### GIVEN EXERCISE
Copy the forum thread from the words "However the resulting" through "improve the regex?", putting "regular expression" in place of "regex".

### QUOTED PASSAGE
★ ★ ★
问题
I was looking for a way to remove text from and RTF string and I found the following regex:
({\\)(.+?)(})|(\\)(.+?)(\b)
However the resulting string has two right angle brackets "}"
Before: {\rtf1\ansi\ansicpg1252\deff0\deflang1033{\fonttbl{\f0\fnil\fcharset0 MS Shell Dlg 2;}{\f1\fnil MS Shell Dlg 2;}} {\colortbl ;\red0\green0\blue0;} {\*\generator Msftedit 5.41.15.1507;}\viewkind4\uc1\pard\tx720\cf1\f0\fs20 can u send me info for the call pls\f1\par }
After: } can u send me info for the call pls }
Any thoughts on how to improve the regex?
Edit: A more complicated string such as this one does not work: {\rtf1\ansi\ansicpg1252\deff0\deflang1033{\fonttbl{\f0\fnil\fcharset0 MS Shell Dlg 2;}} {\colortbl ;\red0\green0\blue0;} {\*\generator Msftedit 5.41.15.1507;}\viewkind4\uc1\pard\tx720\cf1\f0\fs20 HKEY_LOCAL_MACHINE\\SOFTWARE\\Microsoft\\test\\myapp\\Apps\\\{3423234-283B-43d2-BCE6-A324B84CC70E\}\par }
回答1:
In RTF, { and } marks a group. Groups can be nested. \ marks beginning of a control word. Control words end with either a space or a non alphabetic character. A control word can have a numeric parameter following, without any delimiter in between. Some control words also take text parameters, separated by ';'. Those control words are usually in their own groups.
I think I have managed to make a pattern that takes care of most the cases.
\{\*?\\[^{}]+}|[{}]|\\\n?[A-Za-z]+\n?(?:-?\d+)?[ ]?
It leaves a few spaces when run on your pattern though.
Going trough the RTF specification (some of it), I see that there are a lot of pitfalls for pure regex based strippers. The most obvious one are that some groups should be ignored (headers, footers, etc.), while others should be rendered (formatting).
I have written a Python script that should work better than my regex above:
def striprtf(text):
pattern = re.compile(r"\\([a-z]{1,32})(-?\d{1,10})?[ ]?|\\'([0-9a-f]{2})|\\([^a-z])|([{}])|[\r\n]+|(.)", re.I)
# control words which specify a "destionation".
★ ★ ★
### EXTRACTED RECORDS
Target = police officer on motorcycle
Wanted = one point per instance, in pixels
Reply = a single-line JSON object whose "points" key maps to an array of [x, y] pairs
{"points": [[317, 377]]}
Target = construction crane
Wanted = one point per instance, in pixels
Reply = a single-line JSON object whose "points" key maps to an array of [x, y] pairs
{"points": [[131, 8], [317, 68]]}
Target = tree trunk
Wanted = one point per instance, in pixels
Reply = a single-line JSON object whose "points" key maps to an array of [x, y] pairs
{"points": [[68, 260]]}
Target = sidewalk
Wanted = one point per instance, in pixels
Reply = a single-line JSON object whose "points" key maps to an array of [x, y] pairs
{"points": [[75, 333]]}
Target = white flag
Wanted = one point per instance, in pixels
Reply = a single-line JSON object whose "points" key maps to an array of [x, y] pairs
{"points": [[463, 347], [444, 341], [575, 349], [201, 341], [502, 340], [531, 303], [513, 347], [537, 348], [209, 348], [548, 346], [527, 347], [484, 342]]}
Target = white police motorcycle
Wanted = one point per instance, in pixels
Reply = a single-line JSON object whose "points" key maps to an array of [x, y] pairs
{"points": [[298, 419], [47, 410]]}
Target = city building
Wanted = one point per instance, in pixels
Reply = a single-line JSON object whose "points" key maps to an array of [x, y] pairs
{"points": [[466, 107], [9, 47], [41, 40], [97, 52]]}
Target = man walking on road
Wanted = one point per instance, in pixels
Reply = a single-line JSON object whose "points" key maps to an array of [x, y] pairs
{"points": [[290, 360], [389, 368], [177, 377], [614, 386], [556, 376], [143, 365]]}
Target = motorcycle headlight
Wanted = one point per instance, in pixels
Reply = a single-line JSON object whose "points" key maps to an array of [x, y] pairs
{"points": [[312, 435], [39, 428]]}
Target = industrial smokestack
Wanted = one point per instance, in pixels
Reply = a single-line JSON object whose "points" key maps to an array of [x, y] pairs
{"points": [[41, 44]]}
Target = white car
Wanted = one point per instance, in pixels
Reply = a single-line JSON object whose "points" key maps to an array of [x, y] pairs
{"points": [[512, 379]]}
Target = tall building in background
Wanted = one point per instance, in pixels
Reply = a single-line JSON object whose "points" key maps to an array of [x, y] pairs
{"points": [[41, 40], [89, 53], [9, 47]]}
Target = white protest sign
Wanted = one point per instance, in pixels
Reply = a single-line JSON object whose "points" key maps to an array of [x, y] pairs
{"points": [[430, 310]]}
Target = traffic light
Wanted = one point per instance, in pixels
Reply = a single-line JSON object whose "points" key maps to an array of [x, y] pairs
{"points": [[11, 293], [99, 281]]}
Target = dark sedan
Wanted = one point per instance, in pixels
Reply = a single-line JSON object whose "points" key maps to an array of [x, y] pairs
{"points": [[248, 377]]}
★ ★ ★
### OUTPUT FOR THIS EXERCISE
However the resulting string has two right angle brackets "}"
Before: {\rtf1\ansi\ansicpg1252\deff0\deflang1033{\fonttbl{\f0\fnil\fcharset0 MS Shell Dlg 2;}{\f1\fnil MS Shell Dlg 2;}} {\colortbl ;\red0\green0\blue0;} {\*\generator Msftedit 5.41.15.1507;}\viewkind4\uc1\pard\tx720\cf1\f0\fs20 can u send me info for the call pls\f1\par }
After: } can u send me info for the call pls }
Any thoughts on how to improve the regular expression?